WHAT IS NEEDED:
Retype each of the entries below line for line, leaving out the pictures.

::: EXTRACTED MATERIAL

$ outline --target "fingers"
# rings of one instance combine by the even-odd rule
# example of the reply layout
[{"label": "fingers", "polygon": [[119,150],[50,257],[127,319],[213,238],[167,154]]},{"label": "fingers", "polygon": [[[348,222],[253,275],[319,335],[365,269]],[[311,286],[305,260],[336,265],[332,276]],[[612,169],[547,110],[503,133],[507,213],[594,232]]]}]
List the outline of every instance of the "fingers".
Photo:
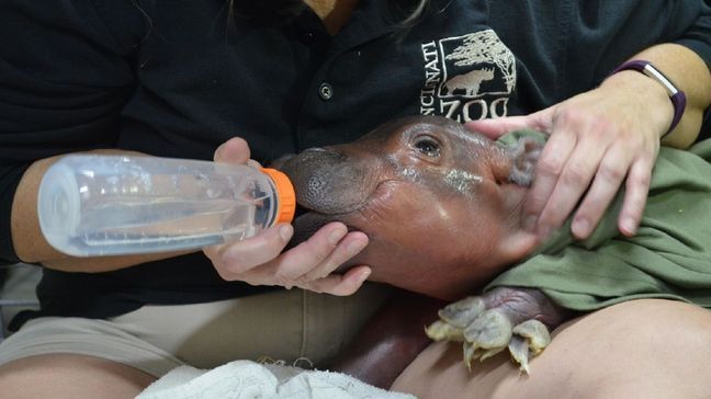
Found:
[{"label": "fingers", "polygon": [[215,162],[247,163],[249,156],[247,141],[240,137],[233,137],[217,147],[213,158]]},{"label": "fingers", "polygon": [[364,265],[351,267],[346,274],[331,274],[300,285],[301,288],[316,293],[347,296],[354,294],[368,280],[371,269]]},{"label": "fingers", "polygon": [[[595,181],[573,218],[573,236],[578,239],[584,239],[592,233],[596,221],[602,218],[606,209],[622,185],[628,166],[631,162],[632,153],[622,150],[620,147],[612,147],[603,155],[595,175]],[[640,204],[637,202],[641,209],[644,208],[645,197],[646,192],[641,198],[642,203]],[[641,209],[640,217],[642,215]],[[636,224],[639,224],[639,219],[636,219],[631,229],[636,229]]]},{"label": "fingers", "polygon": [[[560,224],[554,223],[554,220],[560,219],[560,216],[554,214],[556,208],[553,208],[549,203],[557,185],[558,178],[568,163],[571,152],[577,142],[576,135],[565,129],[561,132],[551,135],[548,144],[543,147],[535,166],[533,184],[529,190],[523,206],[523,228],[528,231],[540,230],[540,236],[543,238],[548,236],[548,230],[560,226]],[[565,201],[566,198],[562,200]],[[556,202],[560,202],[560,200],[556,200]],[[548,214],[543,214],[543,210],[546,208]],[[561,214],[566,216],[569,214],[569,210]],[[541,227],[539,227],[539,217],[542,217],[544,221],[544,225]]]},{"label": "fingers", "polygon": [[464,127],[472,132],[481,133],[490,139],[497,139],[501,135],[523,128],[532,128],[541,132],[550,132],[549,114],[552,109],[539,111],[524,116],[507,116],[494,119],[471,121],[464,124]]},{"label": "fingers", "polygon": [[290,225],[273,226],[238,242],[203,249],[217,273],[226,281],[242,280],[250,270],[279,256],[293,235]]},{"label": "fingers", "polygon": [[628,237],[636,233],[637,226],[642,220],[644,205],[650,192],[654,159],[644,157],[630,169],[625,184],[624,202],[618,218],[619,230]]},{"label": "fingers", "polygon": [[281,225],[244,241],[206,248],[204,252],[223,278],[252,285],[298,286],[350,295],[370,275],[365,266],[352,269],[342,276],[331,274],[365,248],[364,233],[348,232],[343,224],[331,223],[307,241],[280,254],[292,232],[291,226]]}]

::::::

ANSWER FOR THE TASK:
$ outline --target "fingers"
# rings of one instance combine by the even-odd rule
# example of the reply layout
[{"label": "fingers", "polygon": [[119,150],[50,257],[127,319],[213,238],[167,154]]},{"label": "fingers", "polygon": [[[348,222],[253,275],[319,335],[365,269]],[[311,286],[305,260],[336,265],[332,276]],[[612,169],[547,110],[503,133],[507,213],[594,232]]]}]
List the outline of every instance of the "fingers".
Photo:
Found:
[{"label": "fingers", "polygon": [[215,162],[247,163],[249,156],[247,141],[240,137],[233,137],[217,147],[213,158]]},{"label": "fingers", "polygon": [[364,265],[351,267],[346,274],[331,274],[300,285],[301,288],[316,293],[347,296],[354,294],[368,280],[371,269]]},{"label": "fingers", "polygon": [[[595,181],[573,218],[573,236],[578,239],[584,239],[592,233],[596,221],[602,218],[606,209],[622,185],[628,166],[631,162],[632,153],[622,150],[620,147],[612,147],[603,155],[595,175]],[[640,204],[637,202],[641,209],[644,208],[645,197],[646,192],[641,198],[642,203]],[[641,209],[640,217],[642,215]],[[636,224],[639,224],[639,219],[636,219],[631,229],[636,229]]]},{"label": "fingers", "polygon": [[[560,224],[554,223],[554,220],[560,219],[560,216],[554,214],[556,208],[553,208],[549,203],[557,185],[558,178],[568,163],[571,152],[577,142],[576,135],[565,129],[561,132],[551,135],[548,144],[543,147],[535,166],[533,184],[529,190],[523,206],[523,228],[528,231],[540,230],[540,236],[543,238],[548,236],[548,230],[560,226]],[[565,201],[566,198],[562,200]],[[556,202],[560,202],[560,200],[556,200]],[[548,214],[543,214],[543,210],[546,208]],[[561,214],[566,216],[569,214],[569,210]],[[541,227],[539,227],[539,217],[542,217],[544,221],[544,225]]]},{"label": "fingers", "polygon": [[464,127],[472,132],[481,133],[490,139],[497,139],[501,135],[523,128],[532,128],[541,132],[550,132],[549,114],[552,109],[539,111],[524,116],[507,116],[494,119],[471,121],[464,124]]},{"label": "fingers", "polygon": [[290,225],[273,226],[238,242],[203,249],[217,273],[226,281],[242,280],[250,270],[279,256],[293,235]]},{"label": "fingers", "polygon": [[628,237],[636,233],[637,226],[642,220],[644,205],[650,192],[654,159],[644,157],[630,169],[625,184],[624,202],[618,218],[619,230]]},{"label": "fingers", "polygon": [[281,225],[244,241],[206,248],[204,252],[223,278],[252,285],[298,286],[350,295],[370,275],[365,266],[352,269],[342,276],[331,274],[365,248],[364,233],[348,232],[343,224],[331,223],[307,241],[280,254],[292,232],[291,226]]}]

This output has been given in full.